* [Dataset records]:
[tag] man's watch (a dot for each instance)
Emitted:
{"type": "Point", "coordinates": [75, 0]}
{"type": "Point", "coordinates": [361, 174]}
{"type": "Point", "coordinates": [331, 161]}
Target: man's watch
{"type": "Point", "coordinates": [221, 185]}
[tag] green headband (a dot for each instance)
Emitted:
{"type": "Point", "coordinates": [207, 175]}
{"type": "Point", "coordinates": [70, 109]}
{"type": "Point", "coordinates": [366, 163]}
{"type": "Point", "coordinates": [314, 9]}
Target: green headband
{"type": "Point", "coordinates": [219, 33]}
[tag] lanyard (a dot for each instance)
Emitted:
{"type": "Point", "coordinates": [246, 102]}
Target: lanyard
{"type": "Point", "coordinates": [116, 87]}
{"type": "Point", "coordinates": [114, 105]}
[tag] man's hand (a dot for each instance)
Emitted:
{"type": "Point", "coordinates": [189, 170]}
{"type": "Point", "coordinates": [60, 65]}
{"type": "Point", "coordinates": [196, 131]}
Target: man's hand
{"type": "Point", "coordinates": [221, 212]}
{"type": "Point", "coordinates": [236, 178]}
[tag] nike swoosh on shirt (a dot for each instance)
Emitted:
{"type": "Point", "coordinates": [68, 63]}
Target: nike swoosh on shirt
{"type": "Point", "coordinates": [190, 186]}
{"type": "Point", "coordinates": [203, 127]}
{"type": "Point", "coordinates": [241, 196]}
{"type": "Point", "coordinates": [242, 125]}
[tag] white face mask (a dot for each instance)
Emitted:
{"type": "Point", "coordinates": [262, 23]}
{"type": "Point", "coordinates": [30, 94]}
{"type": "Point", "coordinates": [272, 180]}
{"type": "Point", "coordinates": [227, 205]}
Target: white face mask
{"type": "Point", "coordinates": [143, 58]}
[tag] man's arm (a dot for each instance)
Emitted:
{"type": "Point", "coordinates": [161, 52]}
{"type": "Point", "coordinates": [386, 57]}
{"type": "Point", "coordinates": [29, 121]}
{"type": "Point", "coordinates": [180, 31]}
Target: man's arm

* [Action item]: Exact copy required. Retype all of the entries word for word.

* [Result for this task]:
[tag] man's watch (a dot for each instance)
Emitted:
{"type": "Point", "coordinates": [75, 0]}
{"type": "Point", "coordinates": [361, 174]}
{"type": "Point", "coordinates": [331, 161]}
Target: man's watch
{"type": "Point", "coordinates": [221, 185]}
[tag] green headband (a dot for each instance)
Emitted:
{"type": "Point", "coordinates": [207, 175]}
{"type": "Point", "coordinates": [70, 109]}
{"type": "Point", "coordinates": [366, 163]}
{"type": "Point", "coordinates": [314, 9]}
Target: green headband
{"type": "Point", "coordinates": [219, 33]}
[tag] lanyard (a dot for each instance)
Emitted:
{"type": "Point", "coordinates": [246, 102]}
Target: lanyard
{"type": "Point", "coordinates": [116, 87]}
{"type": "Point", "coordinates": [114, 105]}
[tag] man's hand (a dot for each instance)
Emitted:
{"type": "Point", "coordinates": [189, 170]}
{"type": "Point", "coordinates": [60, 65]}
{"type": "Point", "coordinates": [196, 131]}
Target: man's hand
{"type": "Point", "coordinates": [221, 212]}
{"type": "Point", "coordinates": [236, 178]}
[tag] nike swoosh on shirt (a dot for each instance)
Emitted:
{"type": "Point", "coordinates": [68, 63]}
Target: nike swoosh on shirt
{"type": "Point", "coordinates": [190, 186]}
{"type": "Point", "coordinates": [203, 127]}
{"type": "Point", "coordinates": [241, 196]}
{"type": "Point", "coordinates": [242, 125]}
[tag] white face mask (a dot for each instance)
Emitted:
{"type": "Point", "coordinates": [262, 23]}
{"type": "Point", "coordinates": [30, 94]}
{"type": "Point", "coordinates": [272, 180]}
{"type": "Point", "coordinates": [227, 205]}
Target: white face mask
{"type": "Point", "coordinates": [143, 58]}
[tag] man's arm (a dot for each instance)
Emitted:
{"type": "Point", "coordinates": [161, 52]}
{"type": "Point", "coordinates": [386, 57]}
{"type": "Point", "coordinates": [29, 121]}
{"type": "Point", "coordinates": [180, 31]}
Target: man's arm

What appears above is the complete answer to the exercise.